**EXCERPT PROVIDED:**
────

When we look at the tomb of Paul I, whose home Pavlovsk we visited yesterday, Nico tells us that he wasn’t originally allowed to be buried here, because he was murdered so soon after ascending the throne that he was never crowned, and burial in the Cathedral of Peter and Paul was deemed inappropriate – until somebody changed their mind, and he was moved from the Nevsky Monastery, where the immediate families of the tsars are buried.

There is a huge crowd gathered in one corner of the room, and we move over to see what they are gawking at – which turns out to be, in a room at the back of the cathedral, the burial place of Nicholas II and Alexandra, together with their children. Although their bones were discovered in 1991, it was only through DNA testing conducted in 1998 that the remains were conclusively identified as theirs, and that they were buried here (and in this way the children are the exception to the rule that only tsars and tsarinas are buried in the Cathedral).

From the Cathedral we visit the prison – where those charged or convicted of treason were held and executed. Not a place that we would want to spend much time!

From here we walk the ramparts of the walls of the fortress, and despite the driving rain, the view over the Neva River to the Hermitage is spectacular.

────

**INFORMATION:**
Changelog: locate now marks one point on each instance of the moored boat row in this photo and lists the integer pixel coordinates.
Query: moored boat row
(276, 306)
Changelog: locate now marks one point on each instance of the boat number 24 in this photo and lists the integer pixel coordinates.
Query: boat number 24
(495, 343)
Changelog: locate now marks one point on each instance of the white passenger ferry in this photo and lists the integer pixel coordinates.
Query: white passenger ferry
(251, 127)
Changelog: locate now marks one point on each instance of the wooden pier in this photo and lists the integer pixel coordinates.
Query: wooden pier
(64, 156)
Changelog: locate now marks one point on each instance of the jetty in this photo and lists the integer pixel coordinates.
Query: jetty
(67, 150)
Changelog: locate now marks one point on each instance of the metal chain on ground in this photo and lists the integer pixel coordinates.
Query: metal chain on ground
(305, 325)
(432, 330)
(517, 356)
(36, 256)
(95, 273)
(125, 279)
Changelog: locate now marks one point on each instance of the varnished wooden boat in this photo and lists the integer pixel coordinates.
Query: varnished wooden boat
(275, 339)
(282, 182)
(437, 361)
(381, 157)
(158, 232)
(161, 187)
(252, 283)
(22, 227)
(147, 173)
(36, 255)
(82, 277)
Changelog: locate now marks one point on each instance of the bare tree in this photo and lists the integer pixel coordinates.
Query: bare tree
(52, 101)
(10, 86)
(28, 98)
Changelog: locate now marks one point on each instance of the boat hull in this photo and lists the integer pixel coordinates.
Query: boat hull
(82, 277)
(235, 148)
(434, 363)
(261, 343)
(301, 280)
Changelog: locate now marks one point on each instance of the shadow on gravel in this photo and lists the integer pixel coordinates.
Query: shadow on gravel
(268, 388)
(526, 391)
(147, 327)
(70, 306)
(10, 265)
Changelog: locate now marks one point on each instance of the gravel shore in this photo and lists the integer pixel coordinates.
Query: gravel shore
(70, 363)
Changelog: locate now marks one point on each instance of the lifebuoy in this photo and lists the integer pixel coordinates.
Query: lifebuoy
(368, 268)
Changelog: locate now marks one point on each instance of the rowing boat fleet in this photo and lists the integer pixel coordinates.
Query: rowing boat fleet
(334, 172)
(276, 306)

────

**REQUIRED WORK:**
**1.** In the account of the Peter and Paul Fortress visit, what year did DNA testing conclusively identify the remains of Nicholas II and Alexandra?
**2.** Carry on the account of the Peter and Paul Fortress visit from its last sentence.

**ANSWERS FOR THIS EXERCISE:**
**1.** 1998

**2.**
The Winter Palace, with the dome of St. Isaac’s Cathedral and the Spire of the Admiralty, from the ramparts at the Fortress of Peter and Paul

Because of the rain we change our plans – which had been to visit the Aurora, the ship that fired the shot that started the October Revolution – and head instead for the Alexander Nevskiy Monastery. Nevskiy is honoured as a hero in Russia – in the 12th century he fought the Swedes for control of the Neva delta, and won, keeping the Swedes away for over 400 years. The Neva and the Nevskiy Prospekt are both named in his honour. The Monastery is one of the most important in the Russian Orthodox Church, and was even allowed by the Soviets to continue as a monastery despite 70+ years of official atheism.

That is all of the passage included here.